(Referring expression pointing data)
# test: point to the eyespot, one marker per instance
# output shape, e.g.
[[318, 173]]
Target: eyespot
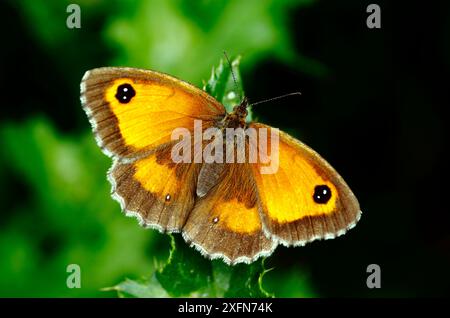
[[125, 93], [322, 194]]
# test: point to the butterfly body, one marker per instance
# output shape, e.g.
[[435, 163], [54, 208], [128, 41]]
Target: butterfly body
[[237, 207]]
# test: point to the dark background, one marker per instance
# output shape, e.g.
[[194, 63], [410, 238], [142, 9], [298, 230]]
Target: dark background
[[373, 104]]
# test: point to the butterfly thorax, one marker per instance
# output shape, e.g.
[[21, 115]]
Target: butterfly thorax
[[237, 117]]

Task directions: Your output should be an exact copy of the lines from the one containing "# test: point to the dark" through the last line of the data above.

Exercise output:
# test: point to the dark background, one marker per instance
# output shape, e.g.
[[194, 63], [410, 238], [142, 9], [298, 230]]
Target: dark background
[[373, 104]]
# test: point to the butterfly thorax, one marker per instance
# output shape, e.g.
[[21, 115]]
Target: butterfly thorax
[[237, 117]]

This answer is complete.